▶ Task to complete
Turn the lines of the listing below into a JSON list of strings, one string per line, leaving out blank lines. Begin at the line that has "In the photo above, where can the striped", stop after the last line of the listing, and include nothing else.

▶ Data in this exercise
◆ ◆ ◆ ◆ ◆ ◆ ◆

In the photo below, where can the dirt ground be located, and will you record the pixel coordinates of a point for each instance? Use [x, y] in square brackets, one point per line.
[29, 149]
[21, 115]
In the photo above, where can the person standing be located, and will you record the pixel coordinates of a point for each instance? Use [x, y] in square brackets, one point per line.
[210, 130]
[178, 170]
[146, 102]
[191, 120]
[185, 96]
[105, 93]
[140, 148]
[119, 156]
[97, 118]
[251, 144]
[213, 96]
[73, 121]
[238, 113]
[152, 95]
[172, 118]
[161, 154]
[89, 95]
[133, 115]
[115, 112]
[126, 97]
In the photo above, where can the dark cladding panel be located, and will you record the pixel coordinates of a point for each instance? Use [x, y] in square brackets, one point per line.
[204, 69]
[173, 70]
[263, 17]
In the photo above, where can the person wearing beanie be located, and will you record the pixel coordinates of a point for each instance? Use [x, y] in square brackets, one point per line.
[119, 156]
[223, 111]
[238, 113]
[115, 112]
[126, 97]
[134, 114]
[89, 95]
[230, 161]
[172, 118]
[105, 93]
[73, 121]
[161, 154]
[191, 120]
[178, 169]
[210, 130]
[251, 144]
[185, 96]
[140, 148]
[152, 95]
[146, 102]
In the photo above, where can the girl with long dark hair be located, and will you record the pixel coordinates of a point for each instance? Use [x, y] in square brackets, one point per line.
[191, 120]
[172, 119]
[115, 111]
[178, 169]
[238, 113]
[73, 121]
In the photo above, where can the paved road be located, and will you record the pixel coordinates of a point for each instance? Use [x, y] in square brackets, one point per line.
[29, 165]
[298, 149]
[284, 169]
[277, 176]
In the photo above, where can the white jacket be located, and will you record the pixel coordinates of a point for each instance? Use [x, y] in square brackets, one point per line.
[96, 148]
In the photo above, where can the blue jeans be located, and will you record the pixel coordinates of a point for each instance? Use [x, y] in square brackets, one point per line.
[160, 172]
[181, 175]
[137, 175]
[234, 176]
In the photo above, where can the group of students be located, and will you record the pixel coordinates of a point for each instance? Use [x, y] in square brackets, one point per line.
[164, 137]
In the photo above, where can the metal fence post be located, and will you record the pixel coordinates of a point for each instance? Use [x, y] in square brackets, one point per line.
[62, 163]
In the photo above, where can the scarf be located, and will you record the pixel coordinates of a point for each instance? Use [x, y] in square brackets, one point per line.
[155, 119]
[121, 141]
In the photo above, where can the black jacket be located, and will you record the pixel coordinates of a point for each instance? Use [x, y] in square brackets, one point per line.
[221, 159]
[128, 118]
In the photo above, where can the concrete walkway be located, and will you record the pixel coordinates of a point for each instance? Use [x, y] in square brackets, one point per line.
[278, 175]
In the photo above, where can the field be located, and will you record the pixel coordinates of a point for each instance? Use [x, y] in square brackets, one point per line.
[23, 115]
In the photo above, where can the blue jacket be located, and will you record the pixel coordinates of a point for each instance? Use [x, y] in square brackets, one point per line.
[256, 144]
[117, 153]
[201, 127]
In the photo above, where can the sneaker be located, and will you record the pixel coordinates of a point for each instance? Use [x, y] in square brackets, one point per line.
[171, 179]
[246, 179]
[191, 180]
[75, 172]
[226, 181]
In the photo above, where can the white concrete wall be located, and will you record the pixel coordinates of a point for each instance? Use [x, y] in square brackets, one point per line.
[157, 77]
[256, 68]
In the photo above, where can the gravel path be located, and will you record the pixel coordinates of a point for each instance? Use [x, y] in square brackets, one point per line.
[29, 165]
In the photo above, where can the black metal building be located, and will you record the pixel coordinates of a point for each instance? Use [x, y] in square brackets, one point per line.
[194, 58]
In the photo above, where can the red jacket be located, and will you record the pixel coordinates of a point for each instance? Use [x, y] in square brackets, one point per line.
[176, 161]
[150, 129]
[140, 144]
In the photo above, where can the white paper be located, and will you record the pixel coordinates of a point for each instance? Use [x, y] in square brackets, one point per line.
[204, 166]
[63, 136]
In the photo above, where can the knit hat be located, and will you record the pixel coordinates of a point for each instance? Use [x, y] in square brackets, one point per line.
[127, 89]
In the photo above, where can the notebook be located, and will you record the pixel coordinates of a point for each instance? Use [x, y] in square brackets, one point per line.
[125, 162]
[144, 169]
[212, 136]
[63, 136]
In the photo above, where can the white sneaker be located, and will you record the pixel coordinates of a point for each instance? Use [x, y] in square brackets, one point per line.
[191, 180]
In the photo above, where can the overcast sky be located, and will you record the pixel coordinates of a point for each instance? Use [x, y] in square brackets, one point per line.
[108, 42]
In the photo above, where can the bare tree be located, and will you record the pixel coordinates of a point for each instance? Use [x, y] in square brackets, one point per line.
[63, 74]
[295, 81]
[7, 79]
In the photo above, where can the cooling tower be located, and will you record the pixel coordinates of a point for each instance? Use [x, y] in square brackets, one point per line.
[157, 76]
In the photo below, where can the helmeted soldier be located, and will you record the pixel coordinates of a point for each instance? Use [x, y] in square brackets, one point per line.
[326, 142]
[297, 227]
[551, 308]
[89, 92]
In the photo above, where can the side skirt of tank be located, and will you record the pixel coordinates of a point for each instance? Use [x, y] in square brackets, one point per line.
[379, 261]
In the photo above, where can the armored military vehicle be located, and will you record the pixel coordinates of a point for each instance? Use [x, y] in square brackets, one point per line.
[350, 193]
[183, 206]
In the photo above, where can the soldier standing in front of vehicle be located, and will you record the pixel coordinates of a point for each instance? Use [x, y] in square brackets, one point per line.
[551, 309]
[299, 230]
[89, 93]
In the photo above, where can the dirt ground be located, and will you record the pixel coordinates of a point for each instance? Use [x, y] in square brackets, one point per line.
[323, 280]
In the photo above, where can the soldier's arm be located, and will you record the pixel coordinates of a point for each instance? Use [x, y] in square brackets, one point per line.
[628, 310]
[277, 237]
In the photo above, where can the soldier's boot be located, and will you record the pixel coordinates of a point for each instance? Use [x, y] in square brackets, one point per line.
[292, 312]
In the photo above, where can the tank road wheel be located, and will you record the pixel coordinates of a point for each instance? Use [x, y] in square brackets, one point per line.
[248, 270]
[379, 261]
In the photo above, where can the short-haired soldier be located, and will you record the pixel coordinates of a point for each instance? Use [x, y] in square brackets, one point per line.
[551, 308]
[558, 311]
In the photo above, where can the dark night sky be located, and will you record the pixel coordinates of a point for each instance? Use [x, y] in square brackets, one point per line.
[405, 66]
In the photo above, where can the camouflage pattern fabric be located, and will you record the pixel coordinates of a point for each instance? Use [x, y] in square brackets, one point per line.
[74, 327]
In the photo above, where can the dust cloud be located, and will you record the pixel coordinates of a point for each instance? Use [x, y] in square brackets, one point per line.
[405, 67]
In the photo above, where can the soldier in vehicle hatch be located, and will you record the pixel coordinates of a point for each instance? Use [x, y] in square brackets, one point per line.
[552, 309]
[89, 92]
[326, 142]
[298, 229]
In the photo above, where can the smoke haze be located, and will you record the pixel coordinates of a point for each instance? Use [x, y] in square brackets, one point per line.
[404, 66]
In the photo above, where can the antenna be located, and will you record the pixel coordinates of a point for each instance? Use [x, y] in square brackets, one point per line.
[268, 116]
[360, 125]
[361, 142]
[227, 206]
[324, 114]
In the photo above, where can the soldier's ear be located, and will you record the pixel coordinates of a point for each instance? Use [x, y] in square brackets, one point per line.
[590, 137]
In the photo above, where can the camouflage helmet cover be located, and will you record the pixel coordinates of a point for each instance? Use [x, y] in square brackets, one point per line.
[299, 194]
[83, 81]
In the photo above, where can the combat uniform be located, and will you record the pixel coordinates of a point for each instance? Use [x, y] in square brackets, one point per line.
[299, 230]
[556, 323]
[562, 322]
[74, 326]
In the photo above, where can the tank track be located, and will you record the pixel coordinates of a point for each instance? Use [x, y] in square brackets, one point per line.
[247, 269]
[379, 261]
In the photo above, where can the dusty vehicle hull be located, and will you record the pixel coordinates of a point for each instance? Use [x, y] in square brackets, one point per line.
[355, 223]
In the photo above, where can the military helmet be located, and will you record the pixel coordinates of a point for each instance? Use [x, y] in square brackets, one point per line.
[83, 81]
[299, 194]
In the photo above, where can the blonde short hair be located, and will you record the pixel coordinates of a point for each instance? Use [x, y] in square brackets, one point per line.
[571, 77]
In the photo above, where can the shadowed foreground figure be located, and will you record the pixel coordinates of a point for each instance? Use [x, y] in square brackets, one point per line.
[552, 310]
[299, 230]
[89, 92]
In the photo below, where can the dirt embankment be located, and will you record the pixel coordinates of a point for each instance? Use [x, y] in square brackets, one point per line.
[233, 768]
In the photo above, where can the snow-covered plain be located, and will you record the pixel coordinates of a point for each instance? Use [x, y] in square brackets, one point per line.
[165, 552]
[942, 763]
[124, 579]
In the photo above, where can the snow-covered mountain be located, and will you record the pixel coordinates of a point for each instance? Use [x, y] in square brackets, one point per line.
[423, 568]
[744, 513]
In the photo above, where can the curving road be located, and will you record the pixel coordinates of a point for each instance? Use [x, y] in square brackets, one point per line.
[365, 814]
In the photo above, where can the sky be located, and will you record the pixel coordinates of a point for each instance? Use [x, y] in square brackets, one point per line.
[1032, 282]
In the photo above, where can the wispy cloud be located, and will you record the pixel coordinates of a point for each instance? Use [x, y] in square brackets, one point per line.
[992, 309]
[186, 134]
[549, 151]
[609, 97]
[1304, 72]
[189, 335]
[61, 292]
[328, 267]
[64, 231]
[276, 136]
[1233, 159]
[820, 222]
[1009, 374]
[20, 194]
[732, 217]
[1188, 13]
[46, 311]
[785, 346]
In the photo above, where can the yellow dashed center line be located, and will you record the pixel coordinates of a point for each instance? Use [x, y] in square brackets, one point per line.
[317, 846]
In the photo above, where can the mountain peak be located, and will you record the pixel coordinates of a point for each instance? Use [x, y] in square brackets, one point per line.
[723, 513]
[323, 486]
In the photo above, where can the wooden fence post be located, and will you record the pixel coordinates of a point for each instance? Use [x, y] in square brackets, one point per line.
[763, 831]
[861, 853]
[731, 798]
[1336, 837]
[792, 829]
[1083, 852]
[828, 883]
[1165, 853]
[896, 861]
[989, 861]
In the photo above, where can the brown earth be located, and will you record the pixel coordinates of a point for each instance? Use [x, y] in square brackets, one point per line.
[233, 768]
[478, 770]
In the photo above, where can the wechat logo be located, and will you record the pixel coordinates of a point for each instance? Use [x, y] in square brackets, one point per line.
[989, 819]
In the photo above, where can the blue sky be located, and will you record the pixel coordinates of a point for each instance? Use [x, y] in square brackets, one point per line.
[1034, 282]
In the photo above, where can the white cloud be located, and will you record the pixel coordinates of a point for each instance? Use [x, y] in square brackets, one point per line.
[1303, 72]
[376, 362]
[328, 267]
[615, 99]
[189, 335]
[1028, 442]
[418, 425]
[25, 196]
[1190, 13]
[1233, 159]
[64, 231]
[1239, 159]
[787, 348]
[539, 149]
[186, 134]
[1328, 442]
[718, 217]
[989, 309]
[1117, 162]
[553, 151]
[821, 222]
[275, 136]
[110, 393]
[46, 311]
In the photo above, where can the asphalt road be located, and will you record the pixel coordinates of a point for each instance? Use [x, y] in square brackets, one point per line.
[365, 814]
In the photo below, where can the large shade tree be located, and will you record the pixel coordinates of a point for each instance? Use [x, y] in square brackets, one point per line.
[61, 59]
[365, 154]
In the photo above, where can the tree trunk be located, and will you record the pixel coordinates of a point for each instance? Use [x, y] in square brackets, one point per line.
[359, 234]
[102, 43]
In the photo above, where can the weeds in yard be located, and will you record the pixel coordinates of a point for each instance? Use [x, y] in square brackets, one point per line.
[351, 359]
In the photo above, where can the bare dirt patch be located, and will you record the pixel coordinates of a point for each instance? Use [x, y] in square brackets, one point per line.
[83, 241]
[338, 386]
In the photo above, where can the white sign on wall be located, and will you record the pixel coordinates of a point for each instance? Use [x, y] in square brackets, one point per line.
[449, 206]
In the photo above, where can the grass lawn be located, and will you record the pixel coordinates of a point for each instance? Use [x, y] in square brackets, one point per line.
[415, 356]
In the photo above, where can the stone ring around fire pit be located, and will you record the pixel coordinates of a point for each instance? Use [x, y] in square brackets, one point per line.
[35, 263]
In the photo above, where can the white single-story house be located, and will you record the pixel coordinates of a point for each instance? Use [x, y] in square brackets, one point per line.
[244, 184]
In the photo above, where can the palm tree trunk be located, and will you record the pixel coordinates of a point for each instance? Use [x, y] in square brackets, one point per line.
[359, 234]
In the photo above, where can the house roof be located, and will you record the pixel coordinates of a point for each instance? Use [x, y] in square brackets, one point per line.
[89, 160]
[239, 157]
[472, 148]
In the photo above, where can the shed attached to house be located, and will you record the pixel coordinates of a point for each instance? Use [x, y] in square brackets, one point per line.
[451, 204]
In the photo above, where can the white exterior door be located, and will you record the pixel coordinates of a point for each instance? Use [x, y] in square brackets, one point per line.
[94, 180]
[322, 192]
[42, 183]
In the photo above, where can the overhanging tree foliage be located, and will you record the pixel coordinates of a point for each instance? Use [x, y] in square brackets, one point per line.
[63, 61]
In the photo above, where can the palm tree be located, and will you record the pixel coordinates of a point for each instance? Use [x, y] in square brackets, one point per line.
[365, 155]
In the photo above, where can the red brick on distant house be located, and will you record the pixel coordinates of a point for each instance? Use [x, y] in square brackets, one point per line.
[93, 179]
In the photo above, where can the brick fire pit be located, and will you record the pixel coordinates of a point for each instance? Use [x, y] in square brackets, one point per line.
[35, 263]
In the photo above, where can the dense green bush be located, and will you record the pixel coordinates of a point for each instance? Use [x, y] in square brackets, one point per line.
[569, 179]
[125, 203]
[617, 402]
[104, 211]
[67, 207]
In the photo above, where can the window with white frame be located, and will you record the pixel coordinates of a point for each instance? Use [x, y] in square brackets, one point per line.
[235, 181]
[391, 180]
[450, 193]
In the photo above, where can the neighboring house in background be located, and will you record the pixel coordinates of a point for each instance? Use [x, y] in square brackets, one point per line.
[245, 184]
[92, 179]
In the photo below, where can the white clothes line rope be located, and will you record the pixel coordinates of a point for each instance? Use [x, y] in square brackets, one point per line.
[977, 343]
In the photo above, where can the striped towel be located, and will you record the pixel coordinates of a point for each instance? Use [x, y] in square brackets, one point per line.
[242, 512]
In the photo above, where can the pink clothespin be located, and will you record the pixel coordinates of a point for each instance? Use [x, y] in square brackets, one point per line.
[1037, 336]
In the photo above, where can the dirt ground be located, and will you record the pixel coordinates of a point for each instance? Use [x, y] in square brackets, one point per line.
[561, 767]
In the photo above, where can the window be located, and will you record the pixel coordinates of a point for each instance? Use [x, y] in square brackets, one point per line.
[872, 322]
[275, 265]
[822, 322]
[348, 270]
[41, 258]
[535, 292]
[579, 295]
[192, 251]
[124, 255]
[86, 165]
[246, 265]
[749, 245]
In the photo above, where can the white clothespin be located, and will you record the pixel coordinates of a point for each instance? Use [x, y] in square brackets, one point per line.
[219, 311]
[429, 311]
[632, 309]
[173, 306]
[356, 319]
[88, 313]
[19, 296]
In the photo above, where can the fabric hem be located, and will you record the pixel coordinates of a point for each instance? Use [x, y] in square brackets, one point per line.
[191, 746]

◆ ◆ ◆ ◆ ◆ ◆ ◆

▶ Written answer
[
  "In the photo above, where can the striped towel be located, and will you record the pixel coordinates of a point for each instance? Use [x, y] in square brackets, one point per line.",
  "[242, 512]",
  "In the photo above, where can the pink clothespin be located, and will you record the pixel coordinates of a point for each instance? Use [x, y] in square brackets, one point per line.",
  "[1037, 336]",
  "In the photo above, where can the dirt ground be located, and will you record the pixel coordinates of a point for each instance? Use [x, y] in square brackets, one point per line.",
  "[561, 767]",
  "In the photo above, where can the window be located, and will you record the pixel coordinates of a point for each instance? Use [x, y] in square brackets, one point per line.",
  "[872, 322]",
  "[275, 265]",
  "[822, 322]",
  "[348, 270]",
  "[41, 258]",
  "[535, 292]",
  "[579, 295]",
  "[192, 251]",
  "[124, 255]",
  "[86, 165]",
  "[246, 265]",
  "[749, 245]",
  "In the photo above, where can the white clothespin be located, and will you record the pixel coordinates of a point for each instance? Use [x, y] in square brackets, one point per line.",
  "[219, 311]",
  "[429, 311]",
  "[632, 309]",
  "[173, 306]",
  "[356, 319]",
  "[88, 313]",
  "[19, 296]",
  "In the photo above, where can the fabric hem be located, and will you record the pixel coordinates of a point for each instance? Use [x, y] in square brackets, one point per line.",
  "[191, 746]"
]